--- START ---

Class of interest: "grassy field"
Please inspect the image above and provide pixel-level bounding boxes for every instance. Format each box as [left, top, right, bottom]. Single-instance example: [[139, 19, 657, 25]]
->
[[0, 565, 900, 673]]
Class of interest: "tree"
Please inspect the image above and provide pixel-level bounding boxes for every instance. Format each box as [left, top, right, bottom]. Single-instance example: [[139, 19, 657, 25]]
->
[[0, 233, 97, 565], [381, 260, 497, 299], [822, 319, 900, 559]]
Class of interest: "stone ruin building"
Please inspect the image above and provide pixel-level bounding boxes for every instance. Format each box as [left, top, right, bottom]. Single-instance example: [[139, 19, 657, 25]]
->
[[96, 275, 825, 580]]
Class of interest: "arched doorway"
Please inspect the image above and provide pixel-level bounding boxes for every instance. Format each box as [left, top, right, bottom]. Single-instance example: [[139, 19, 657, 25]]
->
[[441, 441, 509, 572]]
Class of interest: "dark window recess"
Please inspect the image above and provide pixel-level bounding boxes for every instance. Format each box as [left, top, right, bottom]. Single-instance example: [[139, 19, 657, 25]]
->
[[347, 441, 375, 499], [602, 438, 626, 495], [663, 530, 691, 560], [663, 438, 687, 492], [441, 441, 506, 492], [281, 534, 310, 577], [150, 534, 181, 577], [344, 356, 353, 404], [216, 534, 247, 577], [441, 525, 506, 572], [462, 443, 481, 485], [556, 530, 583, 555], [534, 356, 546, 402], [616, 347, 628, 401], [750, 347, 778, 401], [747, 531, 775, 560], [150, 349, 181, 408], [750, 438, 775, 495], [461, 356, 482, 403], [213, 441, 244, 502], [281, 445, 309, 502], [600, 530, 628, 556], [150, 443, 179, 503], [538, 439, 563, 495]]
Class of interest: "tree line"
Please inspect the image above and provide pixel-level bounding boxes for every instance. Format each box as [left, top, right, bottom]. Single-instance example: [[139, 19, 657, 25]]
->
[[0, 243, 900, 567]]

--- END ---

== WHAT YOU SHOULD DO ==
Can you write out the material word for word, the stretch from its very start through the line containing "[[0, 565, 900, 673]]"?

== FINAL RESULT ==
Class of interest: "grassy field"
Please inspect the image above and provide pixel-level bounding boxes for every instance. Format each box as [left, top, right, bottom]. Single-instance example: [[139, 19, 657, 25]]
->
[[0, 565, 900, 673]]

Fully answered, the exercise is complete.